Problem requirements
Report each line in the items below that contains the word "door", copying every such line in full.

** begin Information shown **

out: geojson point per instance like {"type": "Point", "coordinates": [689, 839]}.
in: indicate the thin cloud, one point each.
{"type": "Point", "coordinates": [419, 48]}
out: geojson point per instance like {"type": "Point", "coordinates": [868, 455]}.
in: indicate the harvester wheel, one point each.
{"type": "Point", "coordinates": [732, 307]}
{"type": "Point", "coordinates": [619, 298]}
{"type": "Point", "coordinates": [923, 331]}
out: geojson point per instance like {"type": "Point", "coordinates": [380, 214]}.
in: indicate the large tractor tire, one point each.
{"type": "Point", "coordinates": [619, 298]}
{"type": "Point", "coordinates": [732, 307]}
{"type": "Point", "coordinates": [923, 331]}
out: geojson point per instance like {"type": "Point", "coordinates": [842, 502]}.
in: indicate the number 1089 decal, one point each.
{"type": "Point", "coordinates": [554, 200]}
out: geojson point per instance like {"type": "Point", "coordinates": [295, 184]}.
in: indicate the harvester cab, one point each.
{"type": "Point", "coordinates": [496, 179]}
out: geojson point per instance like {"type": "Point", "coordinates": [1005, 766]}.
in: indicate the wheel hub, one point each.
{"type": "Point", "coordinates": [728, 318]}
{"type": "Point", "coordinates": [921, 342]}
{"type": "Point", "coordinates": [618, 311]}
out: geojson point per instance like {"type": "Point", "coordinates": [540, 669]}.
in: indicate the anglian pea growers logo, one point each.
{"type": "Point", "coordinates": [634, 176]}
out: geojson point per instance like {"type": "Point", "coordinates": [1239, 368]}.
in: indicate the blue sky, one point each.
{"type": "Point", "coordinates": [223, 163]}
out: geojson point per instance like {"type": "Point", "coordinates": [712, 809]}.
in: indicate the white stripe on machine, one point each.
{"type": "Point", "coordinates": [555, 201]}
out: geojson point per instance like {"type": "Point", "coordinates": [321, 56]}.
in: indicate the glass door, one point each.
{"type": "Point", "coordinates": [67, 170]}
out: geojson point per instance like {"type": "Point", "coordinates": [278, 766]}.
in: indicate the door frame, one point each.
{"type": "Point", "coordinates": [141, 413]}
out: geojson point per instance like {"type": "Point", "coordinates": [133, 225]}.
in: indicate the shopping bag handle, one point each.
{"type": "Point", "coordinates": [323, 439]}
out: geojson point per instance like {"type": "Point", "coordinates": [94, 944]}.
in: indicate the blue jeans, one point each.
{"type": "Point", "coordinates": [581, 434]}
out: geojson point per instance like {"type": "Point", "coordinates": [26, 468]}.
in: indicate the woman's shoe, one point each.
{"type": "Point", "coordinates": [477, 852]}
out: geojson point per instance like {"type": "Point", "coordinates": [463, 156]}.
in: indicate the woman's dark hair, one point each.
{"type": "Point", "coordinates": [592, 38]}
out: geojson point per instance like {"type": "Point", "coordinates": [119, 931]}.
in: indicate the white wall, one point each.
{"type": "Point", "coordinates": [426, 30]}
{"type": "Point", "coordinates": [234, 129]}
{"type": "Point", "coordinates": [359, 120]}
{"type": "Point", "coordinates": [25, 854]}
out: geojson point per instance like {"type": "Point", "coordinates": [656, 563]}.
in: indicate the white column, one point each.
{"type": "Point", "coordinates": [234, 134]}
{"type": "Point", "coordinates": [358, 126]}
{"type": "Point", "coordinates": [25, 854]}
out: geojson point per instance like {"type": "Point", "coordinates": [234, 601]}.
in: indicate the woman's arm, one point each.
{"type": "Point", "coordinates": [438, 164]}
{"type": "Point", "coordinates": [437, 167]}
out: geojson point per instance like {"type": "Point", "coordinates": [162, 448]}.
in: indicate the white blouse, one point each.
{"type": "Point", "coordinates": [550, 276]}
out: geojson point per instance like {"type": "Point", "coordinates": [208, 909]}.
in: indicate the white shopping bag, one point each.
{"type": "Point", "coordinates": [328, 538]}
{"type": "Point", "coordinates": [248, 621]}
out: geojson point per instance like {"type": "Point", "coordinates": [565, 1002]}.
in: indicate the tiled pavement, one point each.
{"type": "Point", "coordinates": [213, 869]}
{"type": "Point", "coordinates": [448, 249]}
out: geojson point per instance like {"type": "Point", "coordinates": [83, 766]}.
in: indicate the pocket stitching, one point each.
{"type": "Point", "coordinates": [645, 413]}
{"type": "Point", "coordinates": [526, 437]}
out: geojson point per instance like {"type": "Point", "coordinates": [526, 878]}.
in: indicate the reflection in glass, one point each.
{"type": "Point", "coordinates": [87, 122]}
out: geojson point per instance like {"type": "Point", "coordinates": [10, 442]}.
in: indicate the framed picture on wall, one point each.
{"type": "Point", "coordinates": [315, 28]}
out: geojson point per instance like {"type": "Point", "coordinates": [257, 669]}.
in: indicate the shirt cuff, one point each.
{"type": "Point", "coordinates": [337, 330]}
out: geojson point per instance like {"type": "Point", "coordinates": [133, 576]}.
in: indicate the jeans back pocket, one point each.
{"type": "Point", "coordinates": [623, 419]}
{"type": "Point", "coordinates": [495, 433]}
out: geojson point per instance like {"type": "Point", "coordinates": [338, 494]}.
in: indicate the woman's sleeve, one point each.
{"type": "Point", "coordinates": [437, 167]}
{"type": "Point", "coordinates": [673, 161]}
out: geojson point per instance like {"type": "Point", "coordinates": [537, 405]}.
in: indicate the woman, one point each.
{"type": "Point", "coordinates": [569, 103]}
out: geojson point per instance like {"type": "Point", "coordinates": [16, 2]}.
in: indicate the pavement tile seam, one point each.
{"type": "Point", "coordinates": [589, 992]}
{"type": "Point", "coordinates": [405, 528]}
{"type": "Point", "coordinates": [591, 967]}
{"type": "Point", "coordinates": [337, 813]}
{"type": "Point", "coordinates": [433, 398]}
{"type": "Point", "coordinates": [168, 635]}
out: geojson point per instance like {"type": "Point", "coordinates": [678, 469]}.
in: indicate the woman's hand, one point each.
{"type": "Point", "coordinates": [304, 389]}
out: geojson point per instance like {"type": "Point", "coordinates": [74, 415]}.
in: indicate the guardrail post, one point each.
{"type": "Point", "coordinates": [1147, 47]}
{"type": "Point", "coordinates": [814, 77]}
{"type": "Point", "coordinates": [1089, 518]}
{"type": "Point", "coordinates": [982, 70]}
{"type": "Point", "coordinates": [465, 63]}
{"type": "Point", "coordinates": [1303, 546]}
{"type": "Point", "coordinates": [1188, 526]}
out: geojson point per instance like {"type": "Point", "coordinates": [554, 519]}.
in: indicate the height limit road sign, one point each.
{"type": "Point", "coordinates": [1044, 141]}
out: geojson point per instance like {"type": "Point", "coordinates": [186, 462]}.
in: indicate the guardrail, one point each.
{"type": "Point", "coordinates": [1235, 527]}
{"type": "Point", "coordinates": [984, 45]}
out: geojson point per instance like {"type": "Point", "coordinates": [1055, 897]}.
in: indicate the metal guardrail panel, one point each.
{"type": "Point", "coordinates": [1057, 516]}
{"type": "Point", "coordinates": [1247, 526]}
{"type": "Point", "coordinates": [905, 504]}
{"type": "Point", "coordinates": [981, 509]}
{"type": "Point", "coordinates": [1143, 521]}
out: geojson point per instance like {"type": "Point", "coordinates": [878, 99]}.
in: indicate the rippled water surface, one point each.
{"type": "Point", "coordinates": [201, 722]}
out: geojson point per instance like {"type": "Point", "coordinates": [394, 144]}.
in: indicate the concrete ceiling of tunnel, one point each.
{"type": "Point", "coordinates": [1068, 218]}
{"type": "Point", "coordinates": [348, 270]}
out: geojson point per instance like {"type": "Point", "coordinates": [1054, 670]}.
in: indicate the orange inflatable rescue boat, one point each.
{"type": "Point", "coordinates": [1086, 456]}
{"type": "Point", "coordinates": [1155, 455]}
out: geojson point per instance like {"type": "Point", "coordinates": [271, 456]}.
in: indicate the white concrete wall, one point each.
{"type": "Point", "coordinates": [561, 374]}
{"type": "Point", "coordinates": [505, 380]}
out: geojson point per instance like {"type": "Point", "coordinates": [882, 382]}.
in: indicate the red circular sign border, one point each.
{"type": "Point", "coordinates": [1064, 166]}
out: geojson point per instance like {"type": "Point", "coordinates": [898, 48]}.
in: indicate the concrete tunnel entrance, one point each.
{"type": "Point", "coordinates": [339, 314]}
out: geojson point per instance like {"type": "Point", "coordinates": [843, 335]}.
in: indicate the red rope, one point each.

** end Information shown **

Written response
in: indicate the glass door, one point each.
in: indicate the door frame, one point each.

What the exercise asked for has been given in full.